=== EXERCISE 1 ===
In the 1860 sports summary, rewrite the passage that begins at the words "- 9 clubs, led" and stops after "set for approval.", putting "delegates" in place of "representatives".
=== EXERCISE 2 ===
Translate this sentence from the 1860 sports summary into French: "Heenan is awarded a duplicate belt."

=== SOURCE EXTRACT ===
|---|

1860 in sports describes the year's events in world sport.

== Australian rules football ==

- 9 clubs, led by St Kilda, organize a meeting to develop a unified set of rules. Eventually the representatives agree to use all but one of the Melbourne Football Club's rules. Geelong, who could not attend the meeting, sent their own set for approval.

==Baseball==
National championship
- National Association of Base Ball Players champion – Brooklyn Atlantics
Events
- The Excelsior club from Brooklyn, led by the fast pitcher Jim Creighton, tours as far as Buffalo, New York, to spread the game.

==Boxing==
Events
- 17 April — one of the most famous fights of the bareknuckle era takes place at Farnborough, Hampshire, when English Champion Tom Sayers meets American Champion John C. Heenan in what is effectively a World Championship bout. After 42 rounds, the crowd breaks into the ring and the fight is stopped, both boxers having taken heavy punishment, although Heenan seemingly had the advantage. The result is a draw.
- 20 May — Sayers is awarded a special Silver Championship Belt to commemorate the fight and he now announces his retirement from boxing. Heenan is awarded a duplicate belt.

|---|

Natural language descriptions of regions
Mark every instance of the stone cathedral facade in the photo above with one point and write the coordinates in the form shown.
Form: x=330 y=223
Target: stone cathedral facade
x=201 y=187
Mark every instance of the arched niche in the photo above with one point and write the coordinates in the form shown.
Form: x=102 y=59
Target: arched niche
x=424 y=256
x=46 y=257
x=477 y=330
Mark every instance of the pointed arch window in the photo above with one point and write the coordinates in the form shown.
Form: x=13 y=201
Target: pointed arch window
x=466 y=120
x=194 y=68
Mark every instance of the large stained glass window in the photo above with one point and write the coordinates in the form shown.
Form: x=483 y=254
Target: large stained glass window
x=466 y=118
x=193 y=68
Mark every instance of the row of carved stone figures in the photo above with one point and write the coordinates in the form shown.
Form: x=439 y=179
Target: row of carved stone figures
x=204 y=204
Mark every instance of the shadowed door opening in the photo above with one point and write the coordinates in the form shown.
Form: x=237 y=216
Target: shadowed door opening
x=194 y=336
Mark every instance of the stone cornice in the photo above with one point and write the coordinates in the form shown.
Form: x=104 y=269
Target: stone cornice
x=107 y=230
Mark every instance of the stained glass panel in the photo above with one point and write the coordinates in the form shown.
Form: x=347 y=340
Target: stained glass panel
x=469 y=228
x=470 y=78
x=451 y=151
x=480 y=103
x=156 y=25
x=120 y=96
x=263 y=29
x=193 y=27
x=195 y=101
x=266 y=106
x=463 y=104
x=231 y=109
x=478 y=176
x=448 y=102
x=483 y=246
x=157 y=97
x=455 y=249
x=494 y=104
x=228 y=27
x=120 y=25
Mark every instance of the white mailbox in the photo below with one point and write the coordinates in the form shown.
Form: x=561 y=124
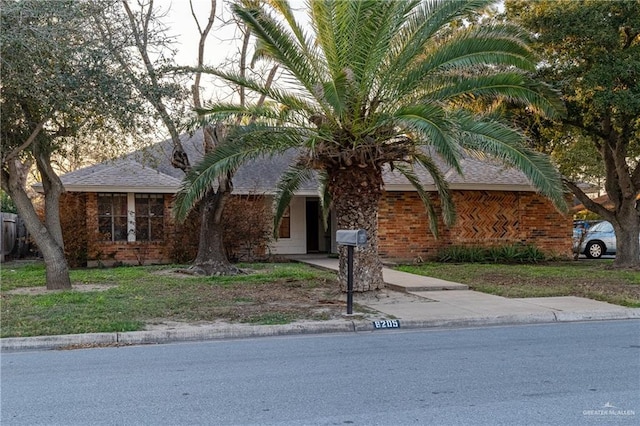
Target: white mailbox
x=351 y=237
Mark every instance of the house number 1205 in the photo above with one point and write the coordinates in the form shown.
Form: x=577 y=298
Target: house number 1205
x=386 y=324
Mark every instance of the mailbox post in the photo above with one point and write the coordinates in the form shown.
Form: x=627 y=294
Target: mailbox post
x=351 y=239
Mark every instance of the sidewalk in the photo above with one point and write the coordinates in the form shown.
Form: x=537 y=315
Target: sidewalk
x=413 y=301
x=419 y=301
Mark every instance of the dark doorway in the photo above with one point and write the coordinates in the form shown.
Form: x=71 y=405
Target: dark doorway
x=313 y=225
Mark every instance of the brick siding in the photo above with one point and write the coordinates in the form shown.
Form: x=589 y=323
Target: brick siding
x=131 y=253
x=484 y=218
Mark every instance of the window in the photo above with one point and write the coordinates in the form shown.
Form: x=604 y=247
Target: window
x=112 y=216
x=131 y=217
x=149 y=210
x=285 y=224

|---|

=== ANSWER AREA 1 ===
- 9 clubs, led by St Kilda, organize a meeting to develop a unified set of rules. Eventually the delegates agree to use all but one of the Melbourne Football Club's rules. Geelong, who could not attend the meeting, sent their own set for approval.

=== ANSWER AREA 2 ===
Heenan reçoit une ceinture identique.